Excerpt to read —
----

The Fight That Never Ends– Part 2: What’s Really Behind the Conflict?

Welcome back! This is part 2 of The Fight That Never Ends. If you missed part 1, you can find it HERE. I’m Michael—husband, dad, someone who’s failed, someone who’s succeeded—and I’m passionate about helping couples thrive in the complex world of marriage. I think there has been an attack on the unity of marriage and family since the dawn of time. Therefore, Amanda and I decided to fight the good fight and fight for unity. Chances are, if you’re reading this, you are trying to fight the good fight too. 

For this blog post, we are continuing our examination of James 4:1-3, picking up right where we left off.

Part 1 (which we delved into already) said:

“What is causing the quarrels and fights among you? Don’t they come from the evil desires at war within you? You want what you don’t have…”

----

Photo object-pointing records
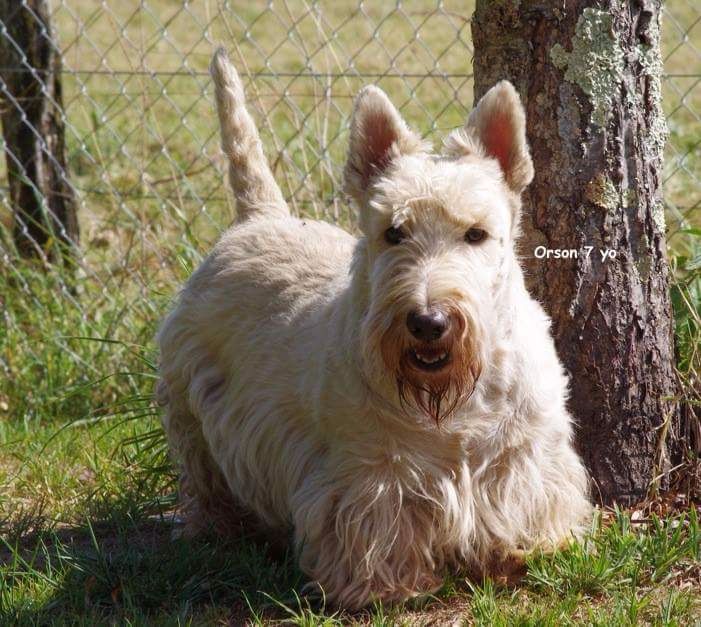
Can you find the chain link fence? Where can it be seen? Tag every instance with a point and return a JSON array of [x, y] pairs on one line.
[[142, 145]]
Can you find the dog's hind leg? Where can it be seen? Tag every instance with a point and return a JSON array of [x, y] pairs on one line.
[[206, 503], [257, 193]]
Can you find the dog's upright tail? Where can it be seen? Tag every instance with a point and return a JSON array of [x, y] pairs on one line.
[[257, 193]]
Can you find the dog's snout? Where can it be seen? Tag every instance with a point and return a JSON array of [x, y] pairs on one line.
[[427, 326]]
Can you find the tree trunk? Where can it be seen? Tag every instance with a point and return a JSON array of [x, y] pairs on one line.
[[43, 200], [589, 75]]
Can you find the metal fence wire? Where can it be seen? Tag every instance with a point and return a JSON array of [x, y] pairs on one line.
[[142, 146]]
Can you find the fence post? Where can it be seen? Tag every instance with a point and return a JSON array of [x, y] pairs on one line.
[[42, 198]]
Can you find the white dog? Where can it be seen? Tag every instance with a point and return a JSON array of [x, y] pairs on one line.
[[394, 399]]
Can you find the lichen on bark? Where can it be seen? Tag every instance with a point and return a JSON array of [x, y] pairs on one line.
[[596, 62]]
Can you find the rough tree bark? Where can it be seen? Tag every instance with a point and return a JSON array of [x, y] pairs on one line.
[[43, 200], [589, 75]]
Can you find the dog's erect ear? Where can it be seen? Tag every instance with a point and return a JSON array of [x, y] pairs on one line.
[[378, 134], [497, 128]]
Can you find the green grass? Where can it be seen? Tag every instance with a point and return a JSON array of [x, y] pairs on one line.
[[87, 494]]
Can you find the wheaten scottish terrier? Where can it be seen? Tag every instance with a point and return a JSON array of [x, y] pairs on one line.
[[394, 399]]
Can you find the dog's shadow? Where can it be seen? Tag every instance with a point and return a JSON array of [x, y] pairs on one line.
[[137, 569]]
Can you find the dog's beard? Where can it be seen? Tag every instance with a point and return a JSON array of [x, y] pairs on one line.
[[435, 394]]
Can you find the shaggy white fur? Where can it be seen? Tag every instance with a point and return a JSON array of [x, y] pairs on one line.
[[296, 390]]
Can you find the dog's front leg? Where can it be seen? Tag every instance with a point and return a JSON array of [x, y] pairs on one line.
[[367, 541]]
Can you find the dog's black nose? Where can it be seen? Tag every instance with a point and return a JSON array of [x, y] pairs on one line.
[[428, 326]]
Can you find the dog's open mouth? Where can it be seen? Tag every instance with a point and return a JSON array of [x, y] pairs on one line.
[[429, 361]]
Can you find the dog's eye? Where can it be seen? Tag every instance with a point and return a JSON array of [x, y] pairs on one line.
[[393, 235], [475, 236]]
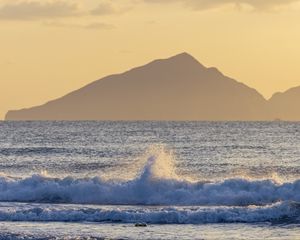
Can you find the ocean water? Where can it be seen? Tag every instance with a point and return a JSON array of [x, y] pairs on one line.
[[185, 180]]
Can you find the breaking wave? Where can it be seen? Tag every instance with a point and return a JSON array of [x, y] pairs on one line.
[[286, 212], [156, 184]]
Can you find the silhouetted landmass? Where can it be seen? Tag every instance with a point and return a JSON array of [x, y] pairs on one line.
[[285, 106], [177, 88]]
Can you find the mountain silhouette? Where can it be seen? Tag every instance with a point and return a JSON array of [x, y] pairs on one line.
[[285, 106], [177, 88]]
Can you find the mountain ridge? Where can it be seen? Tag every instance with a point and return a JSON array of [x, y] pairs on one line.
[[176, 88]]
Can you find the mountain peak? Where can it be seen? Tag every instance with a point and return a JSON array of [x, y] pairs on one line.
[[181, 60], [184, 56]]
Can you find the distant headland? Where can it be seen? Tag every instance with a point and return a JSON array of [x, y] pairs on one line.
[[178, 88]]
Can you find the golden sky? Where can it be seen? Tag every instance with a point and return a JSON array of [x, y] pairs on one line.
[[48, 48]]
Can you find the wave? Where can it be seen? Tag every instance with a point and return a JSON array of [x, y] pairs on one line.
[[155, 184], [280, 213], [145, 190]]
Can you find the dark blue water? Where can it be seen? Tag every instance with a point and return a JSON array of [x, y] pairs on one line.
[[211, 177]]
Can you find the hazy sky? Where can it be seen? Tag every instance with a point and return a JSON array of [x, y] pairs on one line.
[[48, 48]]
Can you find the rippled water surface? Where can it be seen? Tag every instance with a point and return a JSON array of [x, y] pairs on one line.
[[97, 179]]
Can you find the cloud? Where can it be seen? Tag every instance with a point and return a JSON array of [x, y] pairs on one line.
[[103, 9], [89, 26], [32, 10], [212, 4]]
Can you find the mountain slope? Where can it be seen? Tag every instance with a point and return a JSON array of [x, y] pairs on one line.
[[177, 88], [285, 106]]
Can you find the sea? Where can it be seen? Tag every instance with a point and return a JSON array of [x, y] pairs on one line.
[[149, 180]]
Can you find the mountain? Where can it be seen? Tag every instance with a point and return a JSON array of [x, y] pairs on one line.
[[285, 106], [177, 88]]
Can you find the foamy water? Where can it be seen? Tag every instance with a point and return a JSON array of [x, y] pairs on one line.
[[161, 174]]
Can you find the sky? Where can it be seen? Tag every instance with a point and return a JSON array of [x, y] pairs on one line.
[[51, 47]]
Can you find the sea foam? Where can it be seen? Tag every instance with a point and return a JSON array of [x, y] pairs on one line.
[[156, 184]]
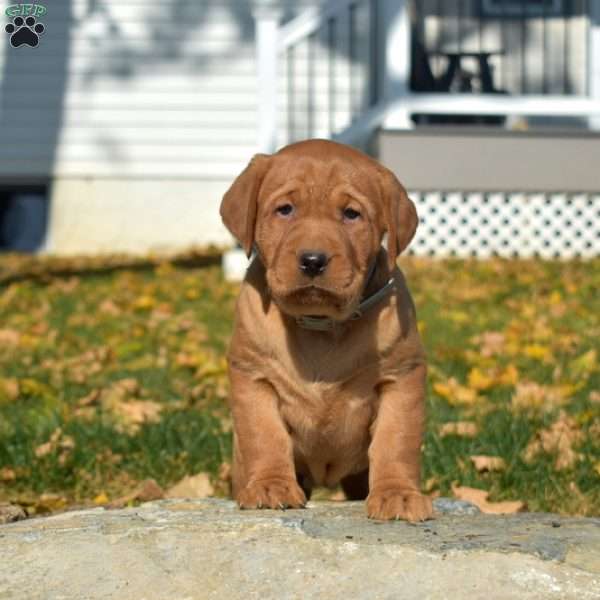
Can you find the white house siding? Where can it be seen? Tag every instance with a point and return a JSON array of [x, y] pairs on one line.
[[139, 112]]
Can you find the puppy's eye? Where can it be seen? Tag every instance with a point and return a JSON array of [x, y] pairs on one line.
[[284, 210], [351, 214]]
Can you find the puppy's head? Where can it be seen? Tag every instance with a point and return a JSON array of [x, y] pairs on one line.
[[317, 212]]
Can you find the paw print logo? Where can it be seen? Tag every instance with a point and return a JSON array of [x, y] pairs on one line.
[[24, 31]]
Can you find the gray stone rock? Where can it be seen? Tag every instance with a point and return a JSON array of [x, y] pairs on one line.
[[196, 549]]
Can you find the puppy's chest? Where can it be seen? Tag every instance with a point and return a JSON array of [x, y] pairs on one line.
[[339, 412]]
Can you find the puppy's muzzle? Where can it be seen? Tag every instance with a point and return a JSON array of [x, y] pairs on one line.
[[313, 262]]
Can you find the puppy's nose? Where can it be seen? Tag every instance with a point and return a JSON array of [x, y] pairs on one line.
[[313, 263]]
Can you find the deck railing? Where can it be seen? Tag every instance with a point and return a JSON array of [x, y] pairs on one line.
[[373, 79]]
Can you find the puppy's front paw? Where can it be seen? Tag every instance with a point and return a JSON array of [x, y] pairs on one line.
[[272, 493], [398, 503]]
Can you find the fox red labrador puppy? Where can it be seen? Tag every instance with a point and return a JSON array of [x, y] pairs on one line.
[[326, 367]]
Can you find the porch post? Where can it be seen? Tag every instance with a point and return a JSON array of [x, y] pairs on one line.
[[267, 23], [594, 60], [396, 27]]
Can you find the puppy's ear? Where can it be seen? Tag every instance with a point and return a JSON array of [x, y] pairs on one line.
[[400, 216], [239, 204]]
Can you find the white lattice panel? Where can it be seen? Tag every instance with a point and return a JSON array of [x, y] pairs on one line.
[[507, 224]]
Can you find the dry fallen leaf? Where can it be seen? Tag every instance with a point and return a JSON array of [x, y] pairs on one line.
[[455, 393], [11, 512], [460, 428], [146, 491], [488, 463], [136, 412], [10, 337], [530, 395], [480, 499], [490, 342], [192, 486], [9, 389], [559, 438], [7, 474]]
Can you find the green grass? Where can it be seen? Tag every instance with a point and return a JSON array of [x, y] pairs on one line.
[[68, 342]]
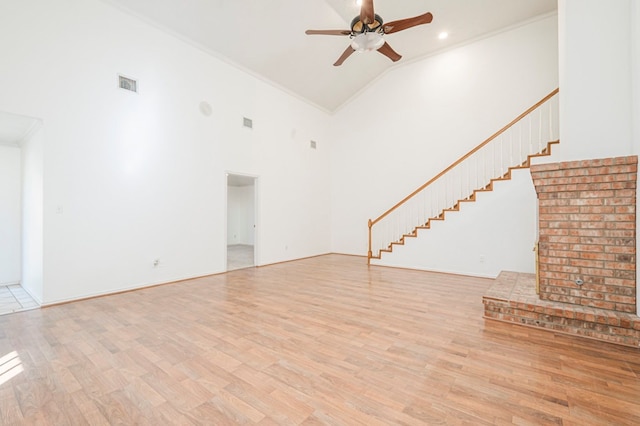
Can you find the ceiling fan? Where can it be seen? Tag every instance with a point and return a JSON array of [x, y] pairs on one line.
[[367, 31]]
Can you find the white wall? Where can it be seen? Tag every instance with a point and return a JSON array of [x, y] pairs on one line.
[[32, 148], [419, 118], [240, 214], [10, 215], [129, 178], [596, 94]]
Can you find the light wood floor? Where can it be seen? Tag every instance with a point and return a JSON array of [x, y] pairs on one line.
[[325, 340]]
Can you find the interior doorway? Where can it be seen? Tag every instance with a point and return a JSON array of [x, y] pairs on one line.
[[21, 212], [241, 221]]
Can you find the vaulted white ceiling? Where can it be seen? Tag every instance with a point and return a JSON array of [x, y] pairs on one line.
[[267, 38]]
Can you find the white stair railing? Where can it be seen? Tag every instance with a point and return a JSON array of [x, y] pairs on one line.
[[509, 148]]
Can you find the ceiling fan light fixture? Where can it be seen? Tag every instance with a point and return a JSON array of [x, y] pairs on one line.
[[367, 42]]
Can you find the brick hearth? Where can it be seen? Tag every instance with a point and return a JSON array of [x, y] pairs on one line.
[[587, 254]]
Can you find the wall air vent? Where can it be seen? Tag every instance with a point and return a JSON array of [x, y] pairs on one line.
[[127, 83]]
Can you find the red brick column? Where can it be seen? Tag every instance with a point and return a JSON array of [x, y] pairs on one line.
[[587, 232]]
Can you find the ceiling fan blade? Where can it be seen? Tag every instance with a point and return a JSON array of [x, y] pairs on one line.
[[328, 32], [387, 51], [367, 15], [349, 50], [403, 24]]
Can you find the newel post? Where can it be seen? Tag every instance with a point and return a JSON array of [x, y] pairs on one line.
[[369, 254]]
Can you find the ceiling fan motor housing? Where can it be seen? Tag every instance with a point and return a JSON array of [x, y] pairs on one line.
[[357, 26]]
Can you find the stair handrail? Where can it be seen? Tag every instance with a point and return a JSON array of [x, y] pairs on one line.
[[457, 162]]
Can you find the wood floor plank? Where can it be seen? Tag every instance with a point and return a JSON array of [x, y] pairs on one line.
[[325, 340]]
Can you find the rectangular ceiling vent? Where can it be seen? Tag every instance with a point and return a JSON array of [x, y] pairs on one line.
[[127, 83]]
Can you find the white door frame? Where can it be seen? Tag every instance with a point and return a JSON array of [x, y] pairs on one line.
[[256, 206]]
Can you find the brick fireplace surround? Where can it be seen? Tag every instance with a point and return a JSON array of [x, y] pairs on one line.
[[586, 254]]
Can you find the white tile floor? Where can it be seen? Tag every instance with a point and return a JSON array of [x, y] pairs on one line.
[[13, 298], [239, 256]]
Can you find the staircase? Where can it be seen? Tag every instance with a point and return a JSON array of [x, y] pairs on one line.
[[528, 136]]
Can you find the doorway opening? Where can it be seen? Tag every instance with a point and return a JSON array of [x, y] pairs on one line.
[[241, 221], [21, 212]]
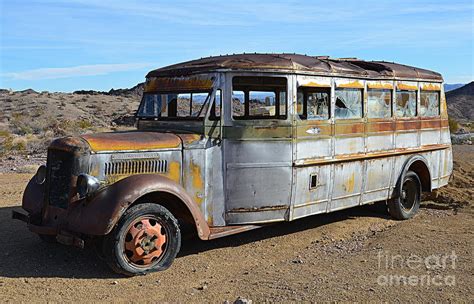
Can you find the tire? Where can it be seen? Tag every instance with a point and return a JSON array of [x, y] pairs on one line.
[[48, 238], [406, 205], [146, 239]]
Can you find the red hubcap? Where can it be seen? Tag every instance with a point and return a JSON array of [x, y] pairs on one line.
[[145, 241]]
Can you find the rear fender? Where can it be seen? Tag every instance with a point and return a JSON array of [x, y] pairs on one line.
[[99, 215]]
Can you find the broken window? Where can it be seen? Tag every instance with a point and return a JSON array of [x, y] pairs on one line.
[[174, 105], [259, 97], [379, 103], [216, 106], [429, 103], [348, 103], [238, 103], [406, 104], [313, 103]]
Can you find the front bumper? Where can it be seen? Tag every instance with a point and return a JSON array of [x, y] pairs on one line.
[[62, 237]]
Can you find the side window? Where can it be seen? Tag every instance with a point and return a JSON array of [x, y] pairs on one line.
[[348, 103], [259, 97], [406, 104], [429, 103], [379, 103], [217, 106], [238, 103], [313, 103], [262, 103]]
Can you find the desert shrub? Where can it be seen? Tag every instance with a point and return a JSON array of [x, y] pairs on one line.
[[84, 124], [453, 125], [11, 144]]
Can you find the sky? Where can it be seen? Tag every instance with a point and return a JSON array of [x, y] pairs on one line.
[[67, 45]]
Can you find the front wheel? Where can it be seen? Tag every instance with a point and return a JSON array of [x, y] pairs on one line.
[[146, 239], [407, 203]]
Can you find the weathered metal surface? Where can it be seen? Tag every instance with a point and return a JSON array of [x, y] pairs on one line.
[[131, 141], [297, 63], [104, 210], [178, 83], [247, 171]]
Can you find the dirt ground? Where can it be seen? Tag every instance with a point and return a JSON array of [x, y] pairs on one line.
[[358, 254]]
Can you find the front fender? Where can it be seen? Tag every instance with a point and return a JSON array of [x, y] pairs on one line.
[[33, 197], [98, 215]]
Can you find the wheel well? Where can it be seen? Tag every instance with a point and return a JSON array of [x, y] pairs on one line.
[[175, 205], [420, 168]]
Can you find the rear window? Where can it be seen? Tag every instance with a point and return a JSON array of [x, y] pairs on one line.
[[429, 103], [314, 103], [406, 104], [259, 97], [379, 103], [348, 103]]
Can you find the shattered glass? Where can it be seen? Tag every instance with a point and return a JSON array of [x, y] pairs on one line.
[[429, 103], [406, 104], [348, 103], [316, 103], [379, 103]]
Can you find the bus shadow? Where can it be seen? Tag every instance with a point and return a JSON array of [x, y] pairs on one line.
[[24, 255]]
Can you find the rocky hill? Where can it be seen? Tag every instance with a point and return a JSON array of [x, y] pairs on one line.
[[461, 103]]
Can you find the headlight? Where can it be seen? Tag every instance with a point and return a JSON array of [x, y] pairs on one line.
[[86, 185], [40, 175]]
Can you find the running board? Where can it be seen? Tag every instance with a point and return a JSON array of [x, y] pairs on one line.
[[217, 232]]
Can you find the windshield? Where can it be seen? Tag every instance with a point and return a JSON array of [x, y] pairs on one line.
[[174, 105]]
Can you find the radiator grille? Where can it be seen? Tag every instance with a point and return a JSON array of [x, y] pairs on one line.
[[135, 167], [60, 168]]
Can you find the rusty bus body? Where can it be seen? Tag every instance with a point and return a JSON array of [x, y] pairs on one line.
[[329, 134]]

----

To-do list —
(1) Quote the blog post on marital conflict word for word, starting at "The Fight That Never Ends–" and ending at "good fight too.".
(2) Answer these questions about the blog post on marital conflict:
(a) What first name does the author give for himself?
(b) Which Bible passage is the post examining?
(c) According to the quoted verse, where do the quarrels and fights come from?
(3) Carry on the blog post on marital conflict from the point where it stops.

Answers to the exercise —
(1)
The Fight That Never Ends– Part 2: What’s Really Behind the Conflict?

Welcome back! This is part 2 of The Fight That Never Ends. If you missed part 1, you can find it HERE. I’m Michael—husband, dad, someone who’s failed, someone who’s succeeded—and I’m passionate about helping couples thrive in the complex world of marriage. I think there has been an attack on the unity of marriage and family since the dawn of time. Therefore, Amanda and I decided to fight the good fight and fight for unity. Chances are, if you’re reading this, you are trying to fight the good fight too.

(2)
(a) Michael
(b) James 4:1-3
(c) From the evil desires at war within you

(3)
Part 2 for today says:

“…so you scheme and kill to get it. You are jealous of what others have, but you can’t get it, so you fight and wage war to take it away from them. Yet you don’t have what you want because you don’t ask God for it. And even when you ask, you don’t get it because your motives are all wrong—you want only what will give you pleasure.” (James 4:1-3)

Jealousy, envy, desires, and more

So why are you and your spouse fighting? Jealousy, envy, desire, the constant pursuit of more, whatever you want to call it, is coming into play. There’s nothing wrong with having desires. The issue comes into play whenever those desires rob you of the joy that you could be experiencing. Let’s make this a little practical with an example.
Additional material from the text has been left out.